**What is needed:**
How many lines of the entries below contain the string "above", with case matching exactly? Reply with the number alone.

**Records to use:**

/---

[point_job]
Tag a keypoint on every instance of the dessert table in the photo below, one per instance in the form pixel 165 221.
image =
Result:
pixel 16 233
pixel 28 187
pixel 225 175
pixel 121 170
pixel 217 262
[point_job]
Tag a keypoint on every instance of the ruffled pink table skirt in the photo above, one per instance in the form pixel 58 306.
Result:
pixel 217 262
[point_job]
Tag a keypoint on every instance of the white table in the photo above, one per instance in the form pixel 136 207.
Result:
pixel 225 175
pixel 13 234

\---
/---

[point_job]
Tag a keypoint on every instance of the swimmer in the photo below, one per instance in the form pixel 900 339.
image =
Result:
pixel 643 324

\---
/---

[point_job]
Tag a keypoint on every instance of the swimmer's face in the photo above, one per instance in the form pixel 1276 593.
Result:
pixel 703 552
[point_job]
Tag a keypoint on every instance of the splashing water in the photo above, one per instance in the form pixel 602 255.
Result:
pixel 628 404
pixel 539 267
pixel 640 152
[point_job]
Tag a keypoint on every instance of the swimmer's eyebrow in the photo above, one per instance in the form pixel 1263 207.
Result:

\---

**Written solution:**
5